TASK DESCRIPTION:
Exclude all pictures, then write out exactly the lines below from the first one through the line with "box: [358, 177, 392, 277]".

SUPPLIED DATA:
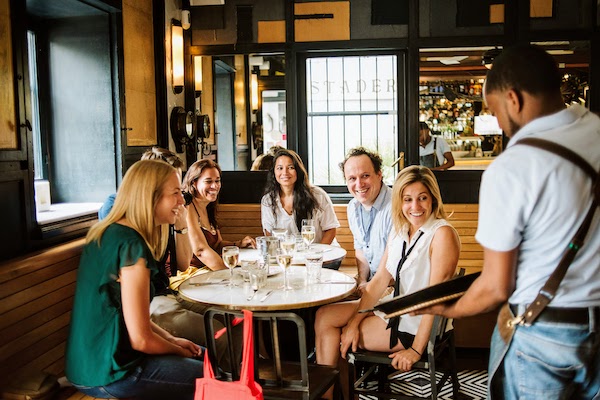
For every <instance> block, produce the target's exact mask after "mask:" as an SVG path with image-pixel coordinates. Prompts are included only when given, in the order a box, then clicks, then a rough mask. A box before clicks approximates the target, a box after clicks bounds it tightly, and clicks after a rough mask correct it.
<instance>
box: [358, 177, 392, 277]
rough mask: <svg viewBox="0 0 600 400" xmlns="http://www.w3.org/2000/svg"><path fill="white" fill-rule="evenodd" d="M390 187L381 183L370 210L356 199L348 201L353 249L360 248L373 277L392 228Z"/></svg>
mask: <svg viewBox="0 0 600 400" xmlns="http://www.w3.org/2000/svg"><path fill="white" fill-rule="evenodd" d="M391 210H392V189H390V188H389V187H388V186H387V185H385V184H382V185H381V190H380V191H379V195H378V196H377V199H376V200H375V203H373V207H371V210H369V211H367V210H365V209H364V207H362V204H360V202H358V200H356V199H352V200H351V201H350V203H348V210H347V212H348V225H349V226H350V230H351V231H352V235H353V236H354V249H355V250H361V251H362V252H363V254H364V255H365V257H366V259H367V261H368V262H369V268H370V269H371V273H370V274H369V280H370V279H371V278H372V277H373V275H374V274H375V272H376V271H377V267H379V262H380V261H381V256H382V255H383V252H384V251H385V246H386V245H387V240H388V236H389V235H390V232H391V230H392V211H391Z"/></svg>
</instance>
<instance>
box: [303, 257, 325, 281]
mask: <svg viewBox="0 0 600 400" xmlns="http://www.w3.org/2000/svg"><path fill="white" fill-rule="evenodd" d="M305 260H306V283H307V284H309V285H310V284H314V283H318V282H320V281H321V268H322V267H323V252H322V251H316V250H315V251H310V252H308V253H306V255H305Z"/></svg>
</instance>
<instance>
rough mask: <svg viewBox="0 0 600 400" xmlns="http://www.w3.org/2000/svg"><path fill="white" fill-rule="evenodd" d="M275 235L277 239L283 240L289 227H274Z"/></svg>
mask: <svg viewBox="0 0 600 400" xmlns="http://www.w3.org/2000/svg"><path fill="white" fill-rule="evenodd" d="M272 233H273V236H275V237H276V238H277V239H279V240H281V239H282V238H283V237H284V236H285V235H287V229H285V228H273V232H272Z"/></svg>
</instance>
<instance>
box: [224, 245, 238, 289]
mask: <svg viewBox="0 0 600 400" xmlns="http://www.w3.org/2000/svg"><path fill="white" fill-rule="evenodd" d="M222 254H223V262H224V263H225V265H226V266H227V268H229V286H233V268H235V266H236V265H237V262H238V259H239V257H240V248H239V247H237V246H225V247H223V252H222Z"/></svg>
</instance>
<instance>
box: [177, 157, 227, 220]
mask: <svg viewBox="0 0 600 400" xmlns="http://www.w3.org/2000/svg"><path fill="white" fill-rule="evenodd" d="M210 168H214V169H216V170H217V171H219V177H220V176H221V167H219V164H217V163H216V162H214V161H213V160H209V159H208V158H204V159H202V160H198V161H196V162H195V163H193V164H192V165H190V168H188V171H187V172H186V174H185V177H184V178H183V190H184V191H186V192H188V193H190V194H191V195H192V196H194V197H198V191H197V189H196V182H197V181H198V179H200V176H201V175H202V172H204V170H205V169H210ZM218 203H219V199H218V197H217V200H216V201H213V202H211V203H209V204H208V205H207V206H206V212H207V214H208V221H209V222H210V223H211V224H212V225H213V226H214V227H215V229H218V227H219V224H218V223H217V205H218Z"/></svg>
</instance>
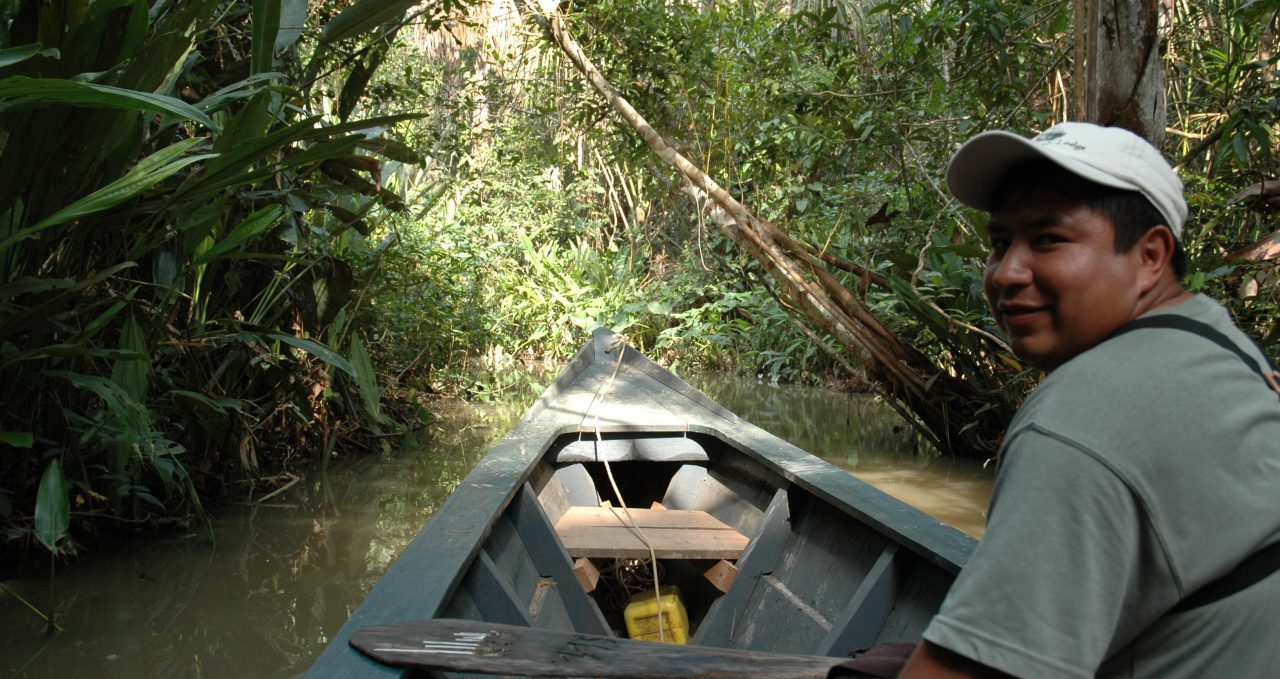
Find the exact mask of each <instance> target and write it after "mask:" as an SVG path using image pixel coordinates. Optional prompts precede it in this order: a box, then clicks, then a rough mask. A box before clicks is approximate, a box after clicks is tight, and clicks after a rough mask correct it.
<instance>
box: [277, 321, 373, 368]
mask: <svg viewBox="0 0 1280 679" xmlns="http://www.w3.org/2000/svg"><path fill="white" fill-rule="evenodd" d="M268 337H270V338H271V340H278V341H280V342H284V343H285V345H289V346H292V347H294V348H301V350H302V351H306V352H307V354H311V355H312V356H315V357H317V359H320V360H323V361H324V363H328V364H329V365H332V366H334V368H337V369H339V370H342V372H343V373H347V374H348V375H351V377H356V369H355V368H352V365H351V361H348V360H347V359H343V357H342V355H340V354H338V352H337V351H334V350H332V348H329V347H326V346H324V345H321V343H320V342H316V341H315V340H303V338H301V337H294V336H292V334H284V333H280V332H276V333H271V334H269V336H268Z"/></svg>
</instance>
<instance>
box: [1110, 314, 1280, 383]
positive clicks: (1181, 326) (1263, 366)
mask: <svg viewBox="0 0 1280 679" xmlns="http://www.w3.org/2000/svg"><path fill="white" fill-rule="evenodd" d="M1143 328H1167V329H1171V331H1184V332H1189V333H1192V334H1198V336H1201V337H1203V338H1206V340H1208V341H1210V342H1213V343H1215V345H1217V346H1220V347H1222V348H1225V350H1228V351H1230V352H1231V354H1235V355H1236V356H1239V357H1240V360H1242V361H1244V363H1245V364H1247V365H1248V366H1249V368H1251V369H1253V370H1254V372H1257V373H1260V374H1263V375H1265V374H1266V373H1271V372H1275V369H1276V366H1275V364H1274V363H1272V361H1271V356H1268V355H1267V352H1266V351H1262V347H1258V354H1262V357H1263V360H1266V361H1267V363H1266V365H1258V361H1257V360H1256V359H1254V357H1253V356H1251V355H1249V352H1247V351H1244V350H1243V348H1240V345H1236V343H1235V342H1233V341H1231V338H1230V337H1228V336H1226V334H1224V333H1222V332H1220V331H1219V329H1217V328H1215V327H1212V325H1210V324H1208V323H1201V322H1198V320H1194V319H1190V318H1187V316H1180V315H1178V314H1161V315H1156V316H1143V318H1139V319H1134V320H1130V322H1129V323H1126V324H1124V325H1121V327H1120V329H1117V331H1116V332H1114V333H1111V337H1117V336H1121V334H1125V333H1128V332H1133V331H1140V329H1143ZM1251 341H1252V338H1251ZM1254 346H1257V342H1254Z"/></svg>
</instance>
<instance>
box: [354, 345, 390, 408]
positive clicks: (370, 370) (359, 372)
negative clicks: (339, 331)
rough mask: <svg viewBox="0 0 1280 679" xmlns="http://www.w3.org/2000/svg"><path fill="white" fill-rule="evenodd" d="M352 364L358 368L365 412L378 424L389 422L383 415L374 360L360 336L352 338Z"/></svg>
mask: <svg viewBox="0 0 1280 679" xmlns="http://www.w3.org/2000/svg"><path fill="white" fill-rule="evenodd" d="M351 365H352V368H355V369H356V384H357V386H358V387H360V400H361V401H364V402H365V413H367V414H369V416H370V418H371V419H372V420H374V421H375V423H378V424H389V423H390V420H388V419H387V415H383V406H381V392H380V391H379V389H378V377H376V375H375V374H374V361H372V360H371V359H370V357H369V350H366V348H365V343H364V342H361V341H360V337H358V336H356V337H352V340H351Z"/></svg>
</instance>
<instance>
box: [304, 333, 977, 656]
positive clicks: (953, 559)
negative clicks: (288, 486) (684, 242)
mask: <svg viewBox="0 0 1280 679" xmlns="http://www.w3.org/2000/svg"><path fill="white" fill-rule="evenodd" d="M618 356H622V357H623V360H622V364H621V366H620V365H618ZM616 368H617V370H614V369H616ZM614 372H616V373H617V375H616V378H612V379H611V375H613V374H614ZM596 421H599V434H602V436H604V437H605V438H611V437H613V438H616V437H620V436H621V437H632V438H635V437H636V436H641V434H644V436H649V434H666V436H672V434H678V436H685V434H687V436H689V437H690V438H691V439H695V441H698V442H699V443H700V445H701V447H703V448H704V450H705V451H707V454H708V456H709V460H708V461H707V462H701V464H705V465H707V466H708V469H709V470H710V478H714V479H717V480H718V482H719V483H721V484H722V486H723V487H726V488H728V489H731V491H733V492H740V491H742V492H748V493H760V492H762V491H760V489H759V487H765V488H768V487H777V488H792V489H797V491H803V492H805V493H808V495H810V496H812V497H813V498H815V500H817V501H819V502H822V503H827V505H829V507H831V510H832V511H836V512H840V514H844V515H845V516H847V518H850V520H851V521H852V523H854V524H860V525H865V527H867V528H868V529H869V530H870V532H873V533H877V534H879V536H882V537H884V538H887V539H888V541H892V542H895V543H899V544H900V546H901V547H902V548H904V550H905V551H904V552H902V555H906V553H910V555H914V556H916V557H919V559H908V560H906V562H910V564H911V569H910V573H911V575H910V577H909V578H906V580H908V582H905V583H904V585H902V587H901V596H900V597H899V601H897V602H896V603H895V606H893V609H892V611H891V612H890V615H888V618H887V620H886V623H884V629H883V632H882V638H883V639H892V638H910V635H911V634H915V635H918V634H919V630H922V629H923V625H924V624H927V623H928V619H929V616H931V615H932V612H933V611H934V610H936V609H937V605H938V602H941V600H942V596H943V594H945V592H946V589H947V587H948V585H950V582H951V579H952V578H954V575H955V574H956V573H959V570H960V568H961V566H963V564H964V562H965V560H966V559H968V556H969V553H970V552H972V551H973V547H974V544H975V541H974V539H973V538H969V537H968V536H964V534H961V533H960V532H957V530H955V529H952V528H950V527H946V525H943V524H941V523H940V521H937V520H936V519H932V518H929V516H928V515H925V514H923V512H920V511H918V510H915V509H913V507H909V506H908V505H905V503H902V502H900V501H897V500H895V498H892V497H890V496H887V495H884V493H882V492H879V491H877V489H874V488H872V487H870V486H868V484H865V483H863V482H860V480H858V479H855V478H852V477H851V475H850V474H847V473H845V471H842V470H838V469H836V468H833V466H831V465H829V464H827V462H824V461H822V460H819V459H815V457H813V456H810V455H808V454H806V452H804V451H801V450H800V448H796V447H795V446H792V445H790V443H786V442H785V441H781V439H778V438H777V437H773V436H771V434H768V433H767V432H764V430H762V429H759V428H756V427H754V425H751V424H749V423H746V421H741V420H739V419H737V416H736V415H733V414H732V413H730V411H727V410H726V409H723V407H722V406H718V405H717V404H714V401H712V400H710V398H708V397H707V396H704V395H701V393H700V392H698V391H696V389H694V388H692V387H691V386H689V384H687V383H685V382H682V380H681V379H678V378H676V377H675V375H672V374H671V373H668V372H666V370H664V369H662V368H660V366H658V365H657V364H654V363H653V361H650V360H649V359H646V357H644V356H643V355H641V354H640V352H637V351H635V350H631V348H627V350H626V351H620V348H618V347H617V346H616V336H613V334H612V333H609V332H608V331H598V332H596V333H595V334H594V336H593V340H591V342H589V343H588V345H586V346H584V347H582V350H581V351H580V352H579V354H577V356H575V359H573V360H572V361H571V363H570V365H568V366H567V368H566V370H564V372H563V373H562V374H561V377H558V378H557V379H556V380H554V382H553V383H552V386H549V387H548V388H547V391H545V392H544V393H543V395H541V396H540V397H539V398H538V401H536V402H535V404H534V406H532V407H531V409H530V411H529V413H527V414H526V415H525V418H522V419H521V421H520V423H518V424H517V425H516V428H515V429H513V430H512V432H511V433H509V434H508V436H507V437H506V438H503V439H502V441H500V442H499V443H498V445H497V446H494V448H493V450H492V451H490V452H489V455H486V456H485V457H484V459H483V460H481V461H480V464H477V465H476V468H475V470H472V473H471V474H470V475H468V477H467V478H466V479H465V480H463V483H462V484H461V486H460V488H458V491H457V492H456V493H454V495H453V496H451V497H449V500H448V501H447V502H445V503H444V505H443V506H442V507H440V510H439V511H438V512H436V515H435V516H434V518H433V520H431V521H430V523H429V524H428V525H426V527H425V528H424V529H422V532H421V533H420V534H419V536H417V538H415V539H413V542H412V543H411V544H410V546H408V547H407V548H406V550H404V552H403V553H402V555H401V556H399V559H397V560H396V562H394V564H392V566H390V568H389V569H388V571H387V573H385V574H384V575H383V578H381V579H380V580H379V583H378V585H376V587H375V588H374V589H372V592H370V594H369V596H367V597H366V600H365V601H364V602H362V603H361V606H360V607H358V609H357V610H356V612H355V614H353V615H352V618H351V620H348V621H347V624H346V625H343V628H342V629H340V630H339V632H338V633H337V634H335V635H334V639H333V642H332V643H330V644H329V647H326V648H325V651H324V653H323V655H321V657H320V659H319V660H317V661H316V664H315V665H314V666H312V669H311V671H310V673H308V675H310V676H396V675H398V674H399V673H398V670H394V669H392V667H385V666H380V665H378V664H374V662H371V661H369V660H366V659H365V657H364V656H362V655H360V653H358V652H356V651H353V650H352V648H349V647H348V646H347V639H348V638H349V635H351V633H352V632H353V630H356V629H360V628H361V626H366V625H371V624H378V623H396V621H403V620H415V619H422V618H433V616H439V615H442V611H444V610H445V609H449V607H458V606H461V603H460V601H458V600H460V598H463V597H466V596H467V594H466V593H465V592H466V588H462V585H461V580H462V578H463V574H466V573H468V571H471V570H474V569H472V561H475V560H476V559H477V555H480V551H481V546H483V544H484V543H485V541H488V539H489V538H490V537H492V534H493V532H494V528H495V525H497V523H498V518H499V516H500V515H502V514H503V512H504V511H507V510H508V507H509V505H511V502H512V500H513V498H515V496H516V493H517V491H518V489H520V487H521V486H522V484H524V483H525V480H526V479H529V478H530V475H531V473H532V470H534V469H535V466H536V465H538V464H539V460H540V459H541V457H543V455H544V454H545V452H547V451H548V450H550V448H552V446H553V443H556V442H557V439H558V437H573V438H575V439H576V438H579V437H584V436H591V437H594V436H596V430H595V429H596V425H595V423H596ZM567 442H568V441H567V439H563V441H561V445H563V443H567ZM628 464H644V462H628ZM744 497H750V495H744ZM765 497H768V496H767V495H765ZM748 506H750V507H753V509H751V511H755V510H758V509H759V501H758V500H749V501H748ZM712 514H713V515H716V512H712ZM749 514H750V511H749V512H748V515H749ZM717 518H721V516H717ZM748 518H749V516H748ZM762 518H763V515H759V516H756V519H760V520H762V523H760V524H759V525H760V529H759V530H758V533H759V534H760V536H762V537H764V536H768V534H769V525H768V523H769V521H768V520H763V519H762ZM721 520H724V519H723V518H721ZM744 520H746V519H744ZM726 523H730V521H726ZM785 524H786V521H785V520H783V521H782V528H785V527H786V525H785ZM731 525H732V524H731ZM742 532H744V533H746V534H750V533H751V532H748V530H742ZM765 547H768V548H771V550H782V548H783V546H782V544H778V543H772V542H769V539H768V538H765V539H763V541H760V542H759V544H756V546H755V548H751V547H749V550H748V553H746V556H750V555H751V552H753V551H755V552H756V553H759V555H763V553H764V551H765ZM746 556H745V557H744V560H742V561H741V562H740V564H739V565H740V568H741V566H742V565H744V564H745V562H746V561H748V559H746ZM778 556H780V555H774V561H777V557H778ZM756 559H760V557H759V556H758V557H756ZM769 568H773V565H771V566H769ZM762 574H763V573H756V578H746V580H751V579H756V580H758V579H759V578H758V577H759V575H762ZM781 577H782V574H780V578H781ZM744 582H745V580H744V579H742V577H741V575H740V578H739V582H736V583H735V585H733V588H731V592H730V594H724V596H723V597H721V598H719V601H718V602H717V603H714V605H713V606H712V607H713V611H710V612H708V615H707V620H708V623H705V624H704V626H705V628H710V629H713V630H714V629H721V632H723V633H726V634H727V633H730V632H732V624H733V621H732V620H731V619H728V618H726V616H724V615H721V614H722V611H724V610H726V606H723V603H724V602H726V600H731V598H735V597H739V596H740V594H737V593H735V588H737V587H739V584H741V583H744ZM750 585H751V583H749V582H746V583H745V587H750ZM786 585H787V587H788V589H791V591H796V589H797V587H799V585H797V584H796V583H795V582H790V583H787V584H786ZM721 625H723V628H721ZM721 632H717V634H721ZM699 633H701V630H699ZM717 634H710V635H709V637H716V635H717ZM893 634H899V637H892V635H893Z"/></svg>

RESPONSE AREA:
For every <instance> block, produce the target's exact mask after "mask:" as an SVG path with image-pixel coordinates. Prompts are included only when given, in the order a box, then clicks, then a rough mask. A box before clicks approximates the target, a box after clicks bounds it tightly, and clicks after a rough mask correct it.
<instance>
box: [358, 177, 392, 277]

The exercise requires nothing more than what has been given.